┌─ Data section

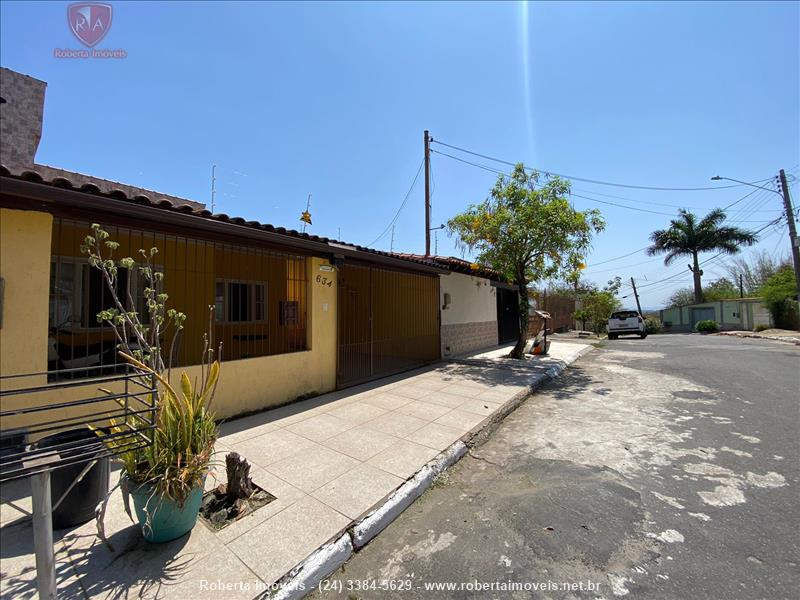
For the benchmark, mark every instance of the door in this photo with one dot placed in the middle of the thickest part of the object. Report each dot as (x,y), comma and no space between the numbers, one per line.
(388,322)
(705,313)
(507,315)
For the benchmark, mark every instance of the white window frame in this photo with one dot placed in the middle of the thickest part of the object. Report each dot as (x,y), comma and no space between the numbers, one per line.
(79,305)
(251,292)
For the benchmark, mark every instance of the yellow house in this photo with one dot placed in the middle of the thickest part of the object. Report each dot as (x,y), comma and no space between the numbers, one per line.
(297,315)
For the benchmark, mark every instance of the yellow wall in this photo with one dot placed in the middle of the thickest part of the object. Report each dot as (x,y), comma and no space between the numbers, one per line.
(255,384)
(25,268)
(247,385)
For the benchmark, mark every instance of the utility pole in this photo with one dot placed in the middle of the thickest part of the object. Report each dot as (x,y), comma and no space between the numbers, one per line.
(787,204)
(636,295)
(427,193)
(213,186)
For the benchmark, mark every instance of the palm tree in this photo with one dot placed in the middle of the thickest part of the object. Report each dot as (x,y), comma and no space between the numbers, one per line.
(686,236)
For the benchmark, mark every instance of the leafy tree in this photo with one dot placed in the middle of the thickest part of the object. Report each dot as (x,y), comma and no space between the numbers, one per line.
(528,231)
(754,271)
(722,289)
(686,236)
(777,291)
(582,315)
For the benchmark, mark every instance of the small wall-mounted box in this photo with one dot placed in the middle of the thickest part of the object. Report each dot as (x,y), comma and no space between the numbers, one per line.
(447,301)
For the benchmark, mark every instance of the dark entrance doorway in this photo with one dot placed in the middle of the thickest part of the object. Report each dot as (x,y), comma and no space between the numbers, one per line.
(507,315)
(388,322)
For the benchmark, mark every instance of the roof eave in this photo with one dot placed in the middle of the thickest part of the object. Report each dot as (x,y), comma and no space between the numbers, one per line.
(50,198)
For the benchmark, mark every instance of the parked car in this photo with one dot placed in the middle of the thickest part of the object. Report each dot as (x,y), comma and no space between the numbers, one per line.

└─

▶ Given instruction: Copy every one of the records above word for word, leaving the pictures out of your answer.

▶ Answer to the task:
For the benchmark, mark every instance of the door in this photo with one dot placed in the middle of the thickest part of the object. Report each dot as (x,y), comma and no space between the numbers, one per line.
(388,322)
(705,313)
(507,315)
For the benchmark, mark every instance of the white window frame in this photo with one dot placed in the middle of the thickest part of the object. Report each dot as (x,y), comma and no space between the numbers, one per line.
(79,305)
(251,292)
For the benchmark, mark every instance of the yellow house in this photo with one dot placed in the middle of the thickest part of the object. Report each dot as (x,y), comma and no space between the numbers, one per line.
(297,315)
For the benchmark, mark every instance of the yellow wall in this photo with one dot placed in the middle of the thickest part of the object. Report each dot as (x,y), comma and no space between the numbers, one per line.
(255,384)
(25,268)
(247,385)
For the benchmark, mark every instance of the utility pole in this photo with one dot placed in the middle of the thickest part of the object. Report each dot as (x,y), comma and no space between the numbers, one per line.
(787,204)
(636,295)
(427,193)
(213,186)
For the benchmark, mark every instance of the palm tree in this photo with one dot placed in the middle of the thickest part of the object. Report each dot as (x,y), comma and no space between the numbers, one per line.
(686,236)
For the benchmark, mark every instance of the leafy tree in this photo with one dot placed in the middle of the thickest part of the object. Report each dot as (x,y), comma and no space between the numbers, one per line.
(528,231)
(754,271)
(722,289)
(686,236)
(777,291)
(582,315)
For the benchmark, mark every instance of the small wall-mounted box in this photo with one dot placed in the middle of the thickest part of the object. Report each dot as (x,y), comma and no space between the numbers, one per line.
(447,301)
For the benchmark, mark every instance of the dark entrance doorway in this photo with one dot placed in the middle of the thickest part of the object. Report each dot as (x,y), comma and no space between the numbers, one per line.
(507,315)
(388,322)
For the benchmark, mark every instance of the roof eave in this photo with one dot placed in the middle of the thickest part of the object. Report each dot as (x,y), comma and no space between the numbers, one per line.
(50,198)
For the benchmark, mark every instance of the parked car in this photo with one dot placed in the middle of the thickest part of the object. Report each dot as (x,y), comma and no space between the numbers, one per line.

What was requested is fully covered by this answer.